### WHAT IS ASKED:
Copy, word for word, everything in the material below from the line that contains "Give a dot for each instance of the picture" down to the line that contains "<point>503,206</point>", including both of those lines.

### ROWS:
** start **
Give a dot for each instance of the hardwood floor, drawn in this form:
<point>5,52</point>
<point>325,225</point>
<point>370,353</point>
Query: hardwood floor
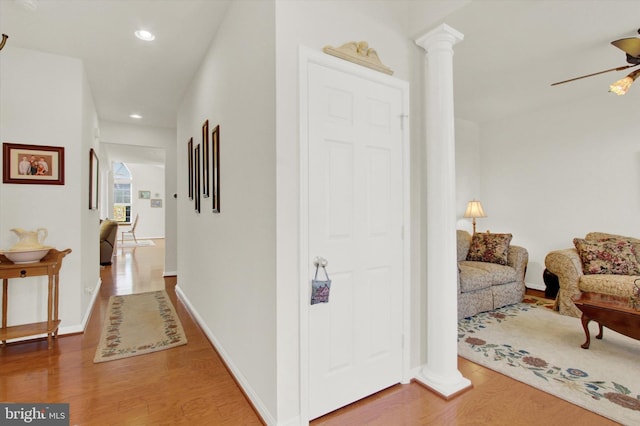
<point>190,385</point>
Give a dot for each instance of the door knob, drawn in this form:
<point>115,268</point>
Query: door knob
** end **
** start **
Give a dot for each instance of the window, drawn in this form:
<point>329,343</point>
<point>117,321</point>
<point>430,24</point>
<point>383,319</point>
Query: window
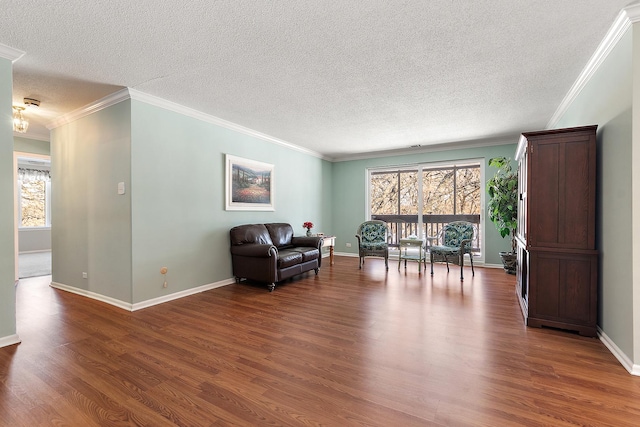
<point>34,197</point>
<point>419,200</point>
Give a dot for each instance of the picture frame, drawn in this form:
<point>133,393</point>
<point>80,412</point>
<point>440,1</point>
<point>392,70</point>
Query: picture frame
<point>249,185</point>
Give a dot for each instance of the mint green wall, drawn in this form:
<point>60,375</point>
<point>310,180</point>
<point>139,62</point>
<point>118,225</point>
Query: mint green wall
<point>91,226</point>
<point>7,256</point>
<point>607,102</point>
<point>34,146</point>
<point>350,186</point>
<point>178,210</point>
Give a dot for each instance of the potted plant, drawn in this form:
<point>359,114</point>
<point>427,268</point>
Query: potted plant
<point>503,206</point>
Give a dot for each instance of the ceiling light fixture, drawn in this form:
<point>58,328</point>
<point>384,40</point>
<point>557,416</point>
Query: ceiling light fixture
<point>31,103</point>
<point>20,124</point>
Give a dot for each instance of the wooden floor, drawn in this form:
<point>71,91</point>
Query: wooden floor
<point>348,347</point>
** end **
### WRITTEN REPLY:
Give a dot for each instance of the picture frame, drawn in this form:
<point>133,393</point>
<point>80,412</point>
<point>440,1</point>
<point>392,70</point>
Query: picture frame
<point>249,185</point>
Give a dot for each instance of the mint green wall, drawn in this form:
<point>60,375</point>
<point>310,180</point>
<point>139,62</point>
<point>118,225</point>
Query: mint green wall
<point>91,226</point>
<point>7,256</point>
<point>607,102</point>
<point>34,146</point>
<point>350,186</point>
<point>178,210</point>
Give a dot for each instance of the potted plant, drawn in this form:
<point>359,114</point>
<point>427,268</point>
Query: potted plant
<point>503,206</point>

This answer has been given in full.